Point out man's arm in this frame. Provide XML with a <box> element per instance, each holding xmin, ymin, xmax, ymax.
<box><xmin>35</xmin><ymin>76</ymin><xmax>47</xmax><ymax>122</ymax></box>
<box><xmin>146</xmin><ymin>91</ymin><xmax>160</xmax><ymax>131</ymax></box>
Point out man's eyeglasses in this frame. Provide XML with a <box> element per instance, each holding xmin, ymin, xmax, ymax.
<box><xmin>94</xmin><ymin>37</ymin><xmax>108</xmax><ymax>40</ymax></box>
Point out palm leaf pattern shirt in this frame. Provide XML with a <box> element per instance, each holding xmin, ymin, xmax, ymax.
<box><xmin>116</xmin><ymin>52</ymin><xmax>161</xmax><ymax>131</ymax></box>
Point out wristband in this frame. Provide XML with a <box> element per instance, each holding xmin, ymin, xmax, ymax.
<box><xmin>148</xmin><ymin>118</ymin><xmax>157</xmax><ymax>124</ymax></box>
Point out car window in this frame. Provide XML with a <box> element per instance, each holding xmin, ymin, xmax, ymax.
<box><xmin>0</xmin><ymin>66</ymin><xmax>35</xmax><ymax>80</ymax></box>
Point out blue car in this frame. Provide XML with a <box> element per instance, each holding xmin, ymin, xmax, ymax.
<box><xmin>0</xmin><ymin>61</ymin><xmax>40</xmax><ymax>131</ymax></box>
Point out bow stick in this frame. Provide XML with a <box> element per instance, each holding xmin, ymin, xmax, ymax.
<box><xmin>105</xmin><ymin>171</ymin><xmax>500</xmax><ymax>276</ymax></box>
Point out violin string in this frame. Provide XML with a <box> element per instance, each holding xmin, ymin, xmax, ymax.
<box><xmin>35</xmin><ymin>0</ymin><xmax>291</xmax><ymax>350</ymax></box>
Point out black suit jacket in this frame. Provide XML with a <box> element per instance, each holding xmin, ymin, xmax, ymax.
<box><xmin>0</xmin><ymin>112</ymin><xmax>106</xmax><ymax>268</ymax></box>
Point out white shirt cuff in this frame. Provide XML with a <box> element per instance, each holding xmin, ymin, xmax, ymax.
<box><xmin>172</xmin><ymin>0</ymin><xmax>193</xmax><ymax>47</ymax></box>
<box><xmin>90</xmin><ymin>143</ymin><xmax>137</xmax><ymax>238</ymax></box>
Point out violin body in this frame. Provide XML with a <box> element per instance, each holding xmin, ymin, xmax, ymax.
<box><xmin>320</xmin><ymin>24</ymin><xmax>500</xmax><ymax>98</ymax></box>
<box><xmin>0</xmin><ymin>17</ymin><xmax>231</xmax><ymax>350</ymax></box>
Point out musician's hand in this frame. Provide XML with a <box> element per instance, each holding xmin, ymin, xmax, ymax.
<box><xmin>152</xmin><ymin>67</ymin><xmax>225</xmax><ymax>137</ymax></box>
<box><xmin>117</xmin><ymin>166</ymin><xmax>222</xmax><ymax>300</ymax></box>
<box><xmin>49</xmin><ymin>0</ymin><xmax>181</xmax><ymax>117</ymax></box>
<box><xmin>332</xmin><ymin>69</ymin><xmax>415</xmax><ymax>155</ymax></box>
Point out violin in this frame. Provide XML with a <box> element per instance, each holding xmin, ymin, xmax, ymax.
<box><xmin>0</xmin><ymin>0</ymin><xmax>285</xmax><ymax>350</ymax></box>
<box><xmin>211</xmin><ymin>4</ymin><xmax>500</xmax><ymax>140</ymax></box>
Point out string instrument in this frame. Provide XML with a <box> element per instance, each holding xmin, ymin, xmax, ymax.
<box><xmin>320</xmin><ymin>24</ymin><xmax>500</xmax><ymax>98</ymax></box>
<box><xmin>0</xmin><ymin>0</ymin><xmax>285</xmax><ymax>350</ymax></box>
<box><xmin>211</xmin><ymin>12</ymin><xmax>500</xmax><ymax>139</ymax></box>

□ □ □ □ □

# What is needed:
Rewrite all of the material above with "Point out" swapped for "Mark" everywhere it appears, leaving everything else unchanged.

# Exercise output:
Mark man's arm in this frame. Provide XML with a <box> element per instance, each holding xmin, ymin, xmax, ymax.
<box><xmin>35</xmin><ymin>76</ymin><xmax>47</xmax><ymax>122</ymax></box>
<box><xmin>146</xmin><ymin>91</ymin><xmax>160</xmax><ymax>131</ymax></box>
Mark man's eyeglasses in this frame. Provide XML with a <box> element per instance, each holding xmin, ymin, xmax, ymax.
<box><xmin>94</xmin><ymin>37</ymin><xmax>108</xmax><ymax>40</ymax></box>
Mark palm leaf pattern shirt in this frame. Provide XML with a <box> element per instance, each holding xmin, ymin, xmax, ymax.
<box><xmin>116</xmin><ymin>52</ymin><xmax>161</xmax><ymax>131</ymax></box>
Mark wristband in this frame. Provide XML with a <box> element per instance, each holding xmin, ymin, xmax, ymax.
<box><xmin>148</xmin><ymin>118</ymin><xmax>157</xmax><ymax>124</ymax></box>
Mark car window in this frame. Provide XML with a <box> element per instance, each holding xmin, ymin, xmax, ymax.
<box><xmin>0</xmin><ymin>66</ymin><xmax>35</xmax><ymax>80</ymax></box>
Mark blue car in this frame. Provide XML with a <box> element per instance, each holding xmin, ymin, xmax, ymax.
<box><xmin>0</xmin><ymin>61</ymin><xmax>40</xmax><ymax>131</ymax></box>
Mark bow stick in this frame. Provide XML with a <box> element per instance, each holding xmin, ymin, xmax, ymax.
<box><xmin>105</xmin><ymin>171</ymin><xmax>500</xmax><ymax>276</ymax></box>
Mark violin string in this frame. Provide XML with a <box> element per instance, each holding xmin, ymin, xmax, ymax.
<box><xmin>35</xmin><ymin>0</ymin><xmax>291</xmax><ymax>350</ymax></box>
Mark black suit jacket in this frame. Provide XML with a <box> element per instance, each holding xmin, ymin, xmax, ymax.
<box><xmin>0</xmin><ymin>112</ymin><xmax>106</xmax><ymax>268</ymax></box>
Mark white shirt cuff in this frame. Provide XML with a <box> element per instance, each holding xmin, ymin, xmax, ymax.
<box><xmin>172</xmin><ymin>0</ymin><xmax>193</xmax><ymax>47</ymax></box>
<box><xmin>90</xmin><ymin>143</ymin><xmax>137</xmax><ymax>238</ymax></box>
Mark violin body in this frame. Provide XML with a <box> element per instance, each holding xmin, ymin, xmax, ymax.
<box><xmin>320</xmin><ymin>24</ymin><xmax>500</xmax><ymax>98</ymax></box>
<box><xmin>0</xmin><ymin>17</ymin><xmax>231</xmax><ymax>350</ymax></box>
Mark musician's hand in this frame. Provide XML with a <box> element per instance, each holding xmin, ymin, xmax, ymax.
<box><xmin>152</xmin><ymin>67</ymin><xmax>225</xmax><ymax>137</ymax></box>
<box><xmin>117</xmin><ymin>166</ymin><xmax>222</xmax><ymax>300</ymax></box>
<box><xmin>49</xmin><ymin>0</ymin><xmax>181</xmax><ymax>117</ymax></box>
<box><xmin>332</xmin><ymin>69</ymin><xmax>415</xmax><ymax>155</ymax></box>
Mark violin in this frame. Provide XML with a <box> element per instance, each holding xmin, ymin, xmax, ymax.
<box><xmin>0</xmin><ymin>0</ymin><xmax>285</xmax><ymax>350</ymax></box>
<box><xmin>211</xmin><ymin>4</ymin><xmax>500</xmax><ymax>140</ymax></box>
Mark string instrument in this frame. Provide XML with a <box> element per instance, each holding xmin, ymin, xmax, ymax.
<box><xmin>320</xmin><ymin>24</ymin><xmax>500</xmax><ymax>98</ymax></box>
<box><xmin>0</xmin><ymin>0</ymin><xmax>285</xmax><ymax>350</ymax></box>
<box><xmin>211</xmin><ymin>12</ymin><xmax>500</xmax><ymax>139</ymax></box>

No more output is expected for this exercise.